--- Start of PROVIDED DATA ---
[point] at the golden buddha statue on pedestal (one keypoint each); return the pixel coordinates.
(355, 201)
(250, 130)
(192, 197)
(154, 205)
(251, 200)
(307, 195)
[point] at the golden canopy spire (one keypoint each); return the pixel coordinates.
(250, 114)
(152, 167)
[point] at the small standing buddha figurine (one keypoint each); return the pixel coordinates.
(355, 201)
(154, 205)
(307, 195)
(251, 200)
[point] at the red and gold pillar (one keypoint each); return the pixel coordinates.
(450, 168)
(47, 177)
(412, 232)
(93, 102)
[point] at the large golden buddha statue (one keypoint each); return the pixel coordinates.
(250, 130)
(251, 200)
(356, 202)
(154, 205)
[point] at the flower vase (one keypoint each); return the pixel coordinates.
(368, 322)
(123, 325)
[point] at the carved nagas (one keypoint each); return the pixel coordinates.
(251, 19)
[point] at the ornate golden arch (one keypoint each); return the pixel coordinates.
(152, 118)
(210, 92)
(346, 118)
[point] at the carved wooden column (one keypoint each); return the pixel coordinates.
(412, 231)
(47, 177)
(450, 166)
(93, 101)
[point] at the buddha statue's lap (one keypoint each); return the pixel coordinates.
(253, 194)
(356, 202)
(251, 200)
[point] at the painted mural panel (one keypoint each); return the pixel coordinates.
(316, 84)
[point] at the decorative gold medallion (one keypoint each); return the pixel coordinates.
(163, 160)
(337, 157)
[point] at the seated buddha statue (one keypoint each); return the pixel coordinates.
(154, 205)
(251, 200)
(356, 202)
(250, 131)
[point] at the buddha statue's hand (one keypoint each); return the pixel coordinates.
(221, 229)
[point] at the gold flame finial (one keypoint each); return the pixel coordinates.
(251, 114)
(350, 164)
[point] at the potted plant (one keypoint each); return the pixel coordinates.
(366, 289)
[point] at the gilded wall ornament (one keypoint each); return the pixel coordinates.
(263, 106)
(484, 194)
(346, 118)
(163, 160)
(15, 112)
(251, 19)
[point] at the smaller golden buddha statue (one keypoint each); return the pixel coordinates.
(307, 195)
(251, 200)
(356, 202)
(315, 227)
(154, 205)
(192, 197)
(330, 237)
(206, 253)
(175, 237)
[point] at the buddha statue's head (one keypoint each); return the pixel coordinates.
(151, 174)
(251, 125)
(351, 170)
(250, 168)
--- End of PROVIDED DATA ---
Reproduce, without any change, every line from the line containing "[point] at the seated" to the end of the records, counting that first line and the last line of the records.

### IN RESPONSE
[point] at the seated buddha statue (one keypoint each); return the pixel coordinates.
(154, 205)
(251, 200)
(356, 202)
(250, 131)
[point] at the buddha statue's hand (one keypoint each); return the pixel coordinates.
(221, 229)
[point] at the gold flame finial (one keypoint each); return the pixel coordinates.
(251, 114)
(350, 164)
[point] at the potted plant (one keypoint each); return the pixel coordinates.
(366, 289)
[point] at the gilded wall ornament (one keypoint each); return the pixel coordinates.
(263, 106)
(484, 194)
(346, 118)
(163, 160)
(15, 112)
(251, 19)
[point] at the smaller golden buddha statue (one keypoint each); return the pixel coordinates.
(307, 195)
(251, 200)
(356, 202)
(315, 227)
(154, 205)
(192, 197)
(330, 237)
(206, 253)
(175, 237)
[point] at the buddha statue's head (one keypoint each); return the pixel coordinates.
(151, 174)
(251, 125)
(351, 170)
(250, 168)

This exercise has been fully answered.